# Extracted text:
If you are bullish on the long-term possibilities for cryptocurrencies to transform many of the foundational services of our lives, then this recognition by the federal government of crypto's fundamental importance can only be viewed as an affirmation of that position. The industry welcomes the open dialogue. The debate is no longer whether crypto will survive; the debate has shifted to encouraging responsible innovation and how the U.S. can maintain a leadership position in this innovation.

Kristin Smith is the executive director of the Blockchain Association, the Washington D.C.-based trade association representing the most prominent and reputable organizations in the crypto industry.

A short time ago, policymakers typically viewed crypto with some combination of confusion, derision or apathy. Even just last summer, Congress slapped misguided Internal Revenue Service requirements on crypto entities to raise cash for the infrastructure bill. Now, the president of the United States is publicly saying that the federal government must do its due diligence before moving forward with new regulation.

[Stored items]
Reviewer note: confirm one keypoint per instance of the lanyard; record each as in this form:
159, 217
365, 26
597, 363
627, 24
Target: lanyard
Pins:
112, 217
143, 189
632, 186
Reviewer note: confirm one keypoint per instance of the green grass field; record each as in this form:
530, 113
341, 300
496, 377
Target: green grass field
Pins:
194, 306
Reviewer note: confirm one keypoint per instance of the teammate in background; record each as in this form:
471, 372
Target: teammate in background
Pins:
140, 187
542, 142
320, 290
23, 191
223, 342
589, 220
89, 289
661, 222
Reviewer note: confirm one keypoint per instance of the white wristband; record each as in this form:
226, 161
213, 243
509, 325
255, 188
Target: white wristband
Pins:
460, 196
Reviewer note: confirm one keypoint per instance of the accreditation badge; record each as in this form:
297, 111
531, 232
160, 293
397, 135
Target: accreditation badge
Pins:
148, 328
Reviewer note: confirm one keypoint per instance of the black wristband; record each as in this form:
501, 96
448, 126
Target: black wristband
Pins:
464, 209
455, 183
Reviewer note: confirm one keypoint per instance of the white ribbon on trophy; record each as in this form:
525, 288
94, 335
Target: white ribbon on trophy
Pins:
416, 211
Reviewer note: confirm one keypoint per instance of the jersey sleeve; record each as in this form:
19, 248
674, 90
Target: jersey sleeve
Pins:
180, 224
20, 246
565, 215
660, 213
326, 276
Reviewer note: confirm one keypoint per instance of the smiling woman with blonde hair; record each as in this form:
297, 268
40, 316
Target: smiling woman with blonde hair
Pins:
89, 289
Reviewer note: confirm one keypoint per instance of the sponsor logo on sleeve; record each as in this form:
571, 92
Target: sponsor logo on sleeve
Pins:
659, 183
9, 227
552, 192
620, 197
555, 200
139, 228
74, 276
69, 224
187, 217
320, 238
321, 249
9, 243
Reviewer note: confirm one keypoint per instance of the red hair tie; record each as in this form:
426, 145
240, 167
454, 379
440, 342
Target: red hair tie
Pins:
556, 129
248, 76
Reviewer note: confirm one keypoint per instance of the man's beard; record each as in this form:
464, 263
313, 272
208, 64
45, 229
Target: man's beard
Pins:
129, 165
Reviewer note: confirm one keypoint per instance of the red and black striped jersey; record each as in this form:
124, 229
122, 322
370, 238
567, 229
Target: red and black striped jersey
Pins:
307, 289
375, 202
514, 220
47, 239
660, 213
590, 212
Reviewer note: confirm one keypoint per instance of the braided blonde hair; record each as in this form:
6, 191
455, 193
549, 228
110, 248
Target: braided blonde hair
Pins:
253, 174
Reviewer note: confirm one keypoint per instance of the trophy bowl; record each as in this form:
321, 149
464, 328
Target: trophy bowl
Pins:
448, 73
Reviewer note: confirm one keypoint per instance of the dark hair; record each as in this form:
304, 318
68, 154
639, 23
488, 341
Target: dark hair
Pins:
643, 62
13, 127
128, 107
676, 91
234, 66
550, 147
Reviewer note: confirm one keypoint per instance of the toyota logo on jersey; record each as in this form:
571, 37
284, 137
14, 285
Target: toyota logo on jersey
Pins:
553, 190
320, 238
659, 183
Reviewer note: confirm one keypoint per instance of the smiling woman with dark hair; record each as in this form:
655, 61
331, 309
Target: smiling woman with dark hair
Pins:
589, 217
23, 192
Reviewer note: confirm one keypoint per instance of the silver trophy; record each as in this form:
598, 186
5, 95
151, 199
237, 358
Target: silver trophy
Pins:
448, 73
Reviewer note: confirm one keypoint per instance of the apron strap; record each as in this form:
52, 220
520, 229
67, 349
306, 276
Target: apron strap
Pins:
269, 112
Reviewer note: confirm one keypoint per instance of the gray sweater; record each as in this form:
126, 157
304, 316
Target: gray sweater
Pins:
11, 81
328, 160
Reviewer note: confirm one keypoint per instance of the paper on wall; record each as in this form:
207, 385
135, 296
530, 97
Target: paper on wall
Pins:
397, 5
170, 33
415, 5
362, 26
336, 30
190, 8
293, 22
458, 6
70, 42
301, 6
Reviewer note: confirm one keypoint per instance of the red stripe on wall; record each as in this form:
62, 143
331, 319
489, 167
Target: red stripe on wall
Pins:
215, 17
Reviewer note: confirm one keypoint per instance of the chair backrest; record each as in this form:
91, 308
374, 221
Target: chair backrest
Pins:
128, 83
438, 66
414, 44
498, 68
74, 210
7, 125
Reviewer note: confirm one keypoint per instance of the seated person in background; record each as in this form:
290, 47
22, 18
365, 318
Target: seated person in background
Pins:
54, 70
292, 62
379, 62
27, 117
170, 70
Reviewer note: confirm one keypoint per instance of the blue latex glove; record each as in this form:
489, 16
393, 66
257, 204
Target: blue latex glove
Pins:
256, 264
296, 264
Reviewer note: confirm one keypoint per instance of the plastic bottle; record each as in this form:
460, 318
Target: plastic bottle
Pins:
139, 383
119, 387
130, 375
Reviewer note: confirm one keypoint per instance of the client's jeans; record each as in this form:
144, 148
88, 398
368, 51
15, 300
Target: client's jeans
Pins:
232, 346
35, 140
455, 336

# Written request 1:
According to the crypto policy text, which organization does Kristin Smith serve as executive director?
# Written request 2:
Write out the part of the crypto policy text starting with "A short time" and going on through "with new regulation.".
# Written request 3:
Condense the paragraph of the crypto policy text that begins "A short time ago" into a brief bulleted list that keeps its main facts.
The stored items are separate material, unrelated to the crypto policy text.

# Reply 1:
She is the executive director of the Blockchain Association.

# Reply 2:
A short time ago, policymakers typically viewed crypto with some combination of confusion, derision or apathy. Even just last summer, Congress slapped misguided Internal Revenue Service requirements on crypto entities to raise cash for the infrastructure bill. Now, the president of the United States is publicly saying that the federal government must do its due diligence before moving forward with new regulation.

# Reply 3:
- Not long ago, policymakers tended to regard crypto with confusion, derision or apathy.
- Last summer, Congress imposed misguided IRS requirements on crypto entities to raise money for the infrastructure bill.
- Now the U.S. president says publicly that the federal government must do its due diligence before moving ahead with new regulation.